### The request
Can you convert every one of the items below into a two-column CSV with the header row instruction,answer and one row per item? Put each item's text and its answer in a single quoted field, replacing line breaks with spaces.

◇ ◇ ◇ ◇ ◇

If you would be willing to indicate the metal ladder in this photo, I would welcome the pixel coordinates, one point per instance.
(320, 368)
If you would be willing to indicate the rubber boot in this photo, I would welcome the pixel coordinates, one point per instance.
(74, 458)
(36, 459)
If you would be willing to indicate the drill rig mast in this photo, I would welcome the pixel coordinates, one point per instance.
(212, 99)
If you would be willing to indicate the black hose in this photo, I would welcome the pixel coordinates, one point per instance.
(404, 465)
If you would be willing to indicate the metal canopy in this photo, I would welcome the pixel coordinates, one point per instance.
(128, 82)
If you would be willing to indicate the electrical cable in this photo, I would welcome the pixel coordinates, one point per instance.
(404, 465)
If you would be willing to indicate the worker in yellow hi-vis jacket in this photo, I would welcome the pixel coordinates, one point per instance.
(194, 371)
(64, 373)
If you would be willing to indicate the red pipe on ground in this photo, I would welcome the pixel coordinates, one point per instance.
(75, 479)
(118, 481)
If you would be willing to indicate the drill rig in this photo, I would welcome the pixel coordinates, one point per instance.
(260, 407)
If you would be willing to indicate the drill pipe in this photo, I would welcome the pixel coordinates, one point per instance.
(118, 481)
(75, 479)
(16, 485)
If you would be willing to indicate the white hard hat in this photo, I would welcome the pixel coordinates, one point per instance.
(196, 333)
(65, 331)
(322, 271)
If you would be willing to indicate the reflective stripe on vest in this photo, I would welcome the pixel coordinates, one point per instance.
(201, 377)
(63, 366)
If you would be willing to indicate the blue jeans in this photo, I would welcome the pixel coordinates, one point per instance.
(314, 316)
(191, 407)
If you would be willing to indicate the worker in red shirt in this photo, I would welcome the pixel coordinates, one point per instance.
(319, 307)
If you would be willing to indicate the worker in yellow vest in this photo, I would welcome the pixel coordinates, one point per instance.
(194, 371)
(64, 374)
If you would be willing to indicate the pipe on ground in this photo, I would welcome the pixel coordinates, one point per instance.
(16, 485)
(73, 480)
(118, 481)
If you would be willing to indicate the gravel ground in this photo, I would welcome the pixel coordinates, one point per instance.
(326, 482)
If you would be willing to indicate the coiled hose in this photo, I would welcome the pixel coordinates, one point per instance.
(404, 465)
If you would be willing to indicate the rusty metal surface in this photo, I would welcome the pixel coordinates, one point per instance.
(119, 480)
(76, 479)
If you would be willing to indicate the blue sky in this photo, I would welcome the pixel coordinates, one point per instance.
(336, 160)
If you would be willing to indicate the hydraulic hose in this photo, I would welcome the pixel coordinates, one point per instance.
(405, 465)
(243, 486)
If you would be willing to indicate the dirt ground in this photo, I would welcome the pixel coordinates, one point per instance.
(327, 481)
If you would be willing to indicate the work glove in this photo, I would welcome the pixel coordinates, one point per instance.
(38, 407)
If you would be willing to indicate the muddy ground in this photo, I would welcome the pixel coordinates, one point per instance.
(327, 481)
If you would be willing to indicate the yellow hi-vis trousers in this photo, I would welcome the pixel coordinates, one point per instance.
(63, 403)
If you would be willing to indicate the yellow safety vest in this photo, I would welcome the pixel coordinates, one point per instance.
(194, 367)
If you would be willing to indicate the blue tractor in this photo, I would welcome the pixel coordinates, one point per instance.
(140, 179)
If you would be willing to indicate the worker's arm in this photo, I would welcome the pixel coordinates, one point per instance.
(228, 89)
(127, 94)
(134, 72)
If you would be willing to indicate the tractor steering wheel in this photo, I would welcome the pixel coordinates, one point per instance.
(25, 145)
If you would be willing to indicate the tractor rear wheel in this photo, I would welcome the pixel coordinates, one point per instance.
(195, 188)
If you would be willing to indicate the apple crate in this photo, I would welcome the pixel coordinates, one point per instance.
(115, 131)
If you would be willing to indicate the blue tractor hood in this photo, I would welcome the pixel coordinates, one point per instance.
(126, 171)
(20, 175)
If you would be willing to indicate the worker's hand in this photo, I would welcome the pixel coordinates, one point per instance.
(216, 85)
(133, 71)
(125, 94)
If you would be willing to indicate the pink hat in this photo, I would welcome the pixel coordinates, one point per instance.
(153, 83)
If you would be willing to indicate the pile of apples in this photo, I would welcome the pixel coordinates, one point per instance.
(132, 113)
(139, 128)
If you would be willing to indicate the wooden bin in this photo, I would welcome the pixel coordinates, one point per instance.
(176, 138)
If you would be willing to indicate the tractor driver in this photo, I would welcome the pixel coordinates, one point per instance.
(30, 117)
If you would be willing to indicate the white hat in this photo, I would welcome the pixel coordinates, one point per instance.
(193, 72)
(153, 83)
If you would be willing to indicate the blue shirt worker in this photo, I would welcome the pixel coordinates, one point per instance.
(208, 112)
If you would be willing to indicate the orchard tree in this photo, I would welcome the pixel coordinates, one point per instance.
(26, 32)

◇ ◇ ◇ ◇ ◇

### Answer to this task
instruction,answer
"If you would be willing to indicate the metal ladder in this photo, I would welcome the pixel coordinates, one point per instance.","(320, 368)"
"If you would be willing to indicate the rubber boot in this photo, I would welcome the pixel coordinates, one point per instance.","(74, 458) (36, 459)"
"If you would be willing to indicate the drill rig mast in this photo, I would welcome the pixel coordinates, one point per instance.","(212, 99)"
"If you would be willing to indicate the black hose in this photo, I would welcome the pixel coordinates, one point per instance.","(404, 465)"
"If you would be willing to indicate the metal canopy in this photo, I would welcome the pixel coordinates, one point per instance.","(128, 82)"
"If you would be willing to indicate the electrical cable in this photo, I would welcome the pixel coordinates, one point per instance.","(404, 465)"
"If you would be willing to indicate the worker in yellow hi-vis jacket in this photo, I would welcome the pixel coordinates, one point per instance.","(194, 371) (64, 373)"
"If you would be willing to indicate the red pipe on ground in this photo, I would welcome the pixel coordinates, one point per instance.","(75, 479) (118, 481)"
"If you would be willing to indicate the drill rig in this photo, I would welcome the pixel coordinates, one point per instance.","(260, 407)"
"If you would be willing to indicate the drill pipe in this photo, I would welcome the pixel coordinates, one point per instance.","(118, 481) (75, 479) (16, 485)"
"If you would be willing to indicate the white hard hat in this photo, I would welcome the pixel coordinates, one point per instance.","(196, 333) (65, 331) (322, 271)"
"If you would be willing to indicate the reflective stripe on vest in this photo, I would welcome the pixel coordinates, one point per instance.","(201, 377) (63, 366)"
"If you would be willing to indicate the blue jeans in this photo, I would welcome the pixel coordinates, one point per instance.","(314, 316) (191, 407)"
"If you would be willing to indicate the worker in red shirt in this photo, I would welcome the pixel coordinates, one point per instance.","(319, 307)"
"If you would be willing to indicate the worker in yellow vest in this photo, I would welcome the pixel coordinates, one point per instance.","(194, 371) (64, 374)"
"If you would be willing to indicate the pipe on ground in this photo, I would welcome the pixel coordinates, one point per instance.","(16, 485) (73, 480) (118, 481)"
"If you would be willing to indicate the gravel ground in this photo, I would welcome the pixel coordinates, one point per instance.","(326, 482)"
"If you would be willing to indicate the coiled hose in this photo, I would welcome the pixel coordinates, one point per instance.","(404, 465)"
"If you would be willing to indicate the rusty metal surface in this photo, I would welcome the pixel coordinates, one point per instance.","(119, 480) (76, 479)"
"If you would be willing to indicate the blue sky in this photo, I would welcome the pixel coordinates, one point per instance.","(336, 160)"
"If you would be willing to indicate the hydraulic hose in this photo, I would welcome the pixel coordinates, one point per instance.","(405, 465) (243, 486)"
"If you would be willing to indicate the dirt ground in this photo, I would welcome the pixel coordinates, one point per instance.","(327, 481)"
"If you would be willing to indicate the work glove in this photo, I would welcome the pixel coordinates, one point per instance.","(38, 407)"
"If you would be willing to indicate the muddy ground in this photo, I would welcome the pixel coordinates, one point per instance.","(327, 481)"
"If you would be willing to indicate the yellow hi-vis trousers in this photo, I would welcome the pixel coordinates, one point per instance.","(63, 403)"
"If you would be willing to indicate the yellow safety vest in this photo, I would welcome the pixel coordinates, one point per instance.","(194, 367)"
"If you would be willing to indicate the blue tractor in this photo, I would welcome the pixel coordinates, one point per instance.","(140, 179)"
"If you would be willing to indicate the worker's arm in this photo, I would welcome the pixel coordinates, one point per instance.","(228, 89) (127, 94) (134, 72)"
"If you would be willing to indicate the tractor steering wheel in this photo, I would welcome the pixel coordinates, one point per instance.","(25, 145)"
"If you would be willing to indicate the tractor rear wheel in this photo, I would welcome the pixel coordinates, one point per instance.","(195, 188)"
"If you would be willing to indicate the apple crate in this photo, I would welcome the pixel coordinates, one point per instance.","(115, 131)"
"If you would be willing to indicate the blue tractor hood in this photo, I would welcome the pixel coordinates, one point per instance.","(126, 171) (20, 175)"
"If you would be willing to indicate the worker's hand in this photo, I would welcome the pixel coordinates, one point per instance.","(216, 85) (133, 71) (125, 94)"
"If you would be willing to indicate the pink hat in this photo, I would welcome the pixel coordinates, one point per instance.","(153, 83)"
"If you would be willing to indicate the pile of apples in this photo, I would welcome the pixel coordinates, one point per instance.","(132, 113) (139, 128)"
"If you would be willing to indicate the wooden bin in this photo, I would welcome the pixel coordinates, one point per instance.","(176, 138)"
"If you would be willing to indicate the tractor driver in this photo, I would welcome the pixel coordinates, one point per instance.","(30, 117)"
"If you would be willing to indicate the white hat in this photo, I would welcome the pixel coordinates, one point per instance.","(193, 72) (153, 83)"
"If you would be willing to indicate the blue shirt worker in this photo, I would welcome the pixel coordinates, one point per instance.","(208, 112)"
"If you would be willing to indicate the orchard tree in this photo, I would welcome the pixel coordinates, one point per instance.","(26, 32)"